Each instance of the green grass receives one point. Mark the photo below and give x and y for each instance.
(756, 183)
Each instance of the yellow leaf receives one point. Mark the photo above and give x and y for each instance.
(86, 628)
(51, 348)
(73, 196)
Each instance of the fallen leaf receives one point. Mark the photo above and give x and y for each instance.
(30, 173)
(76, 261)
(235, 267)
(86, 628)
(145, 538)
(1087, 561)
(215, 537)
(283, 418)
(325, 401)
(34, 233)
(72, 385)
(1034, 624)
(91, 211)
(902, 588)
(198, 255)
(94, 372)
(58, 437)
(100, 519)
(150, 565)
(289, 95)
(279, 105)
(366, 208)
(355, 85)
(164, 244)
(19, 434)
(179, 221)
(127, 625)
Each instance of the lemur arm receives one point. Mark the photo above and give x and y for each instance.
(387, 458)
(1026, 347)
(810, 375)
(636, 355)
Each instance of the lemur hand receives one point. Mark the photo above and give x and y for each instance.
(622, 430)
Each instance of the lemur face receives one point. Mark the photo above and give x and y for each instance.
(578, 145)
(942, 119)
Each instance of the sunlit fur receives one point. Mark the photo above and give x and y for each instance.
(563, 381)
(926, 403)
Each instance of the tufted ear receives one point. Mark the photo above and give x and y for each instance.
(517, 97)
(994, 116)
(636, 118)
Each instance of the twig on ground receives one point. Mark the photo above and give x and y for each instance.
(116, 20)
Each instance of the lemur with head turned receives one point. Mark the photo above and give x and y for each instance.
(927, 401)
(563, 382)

______

= YOUR INSTRUCTIONS =
Make an exact copy of the records.

= PROBLEM SOLUTION =
Each instance of the green grass receives one point. Mark the photo below and give x and y for each instance.
(756, 183)
Each instance of the yellow leaf receives one point. Mark the photo above and give x and y for each instance.
(86, 628)
(51, 348)
(73, 196)
Each instance of the fallen leaf receives one point. Mark the photo above and give x and y for each instance.
(30, 173)
(76, 261)
(235, 267)
(86, 628)
(145, 538)
(1087, 561)
(215, 537)
(283, 418)
(325, 401)
(34, 233)
(72, 385)
(1034, 624)
(91, 211)
(902, 588)
(198, 255)
(94, 372)
(58, 437)
(100, 519)
(150, 565)
(289, 95)
(279, 105)
(366, 208)
(355, 85)
(164, 244)
(19, 434)
(179, 221)
(127, 625)
Each instance of the lemur arm receives one point. Mark the photo above and give x and y for each instance.
(387, 458)
(1026, 347)
(810, 375)
(636, 355)
Each instance of the lemur hand receives one point. Mark the photo above and give x and y for each instance.
(622, 430)
Each instance of the lemur face receives one point. Mark the photo above and give x and y for each instance.
(578, 145)
(942, 119)
Each instance of the sunlit fur receives one point. Mark the photo above and give x and y for each instance.
(563, 381)
(926, 403)
Each instance of the tufted ear receives one point. Mark the photo above and give x and y for each instance.
(517, 97)
(994, 116)
(636, 118)
Each instance of the twig on ground receives one point. Mark the photo above and give x and y for each instance.
(116, 20)
Each instance of the lemur with head turned receives one point. Mark the photo above and give x and y for each instance.
(927, 401)
(563, 382)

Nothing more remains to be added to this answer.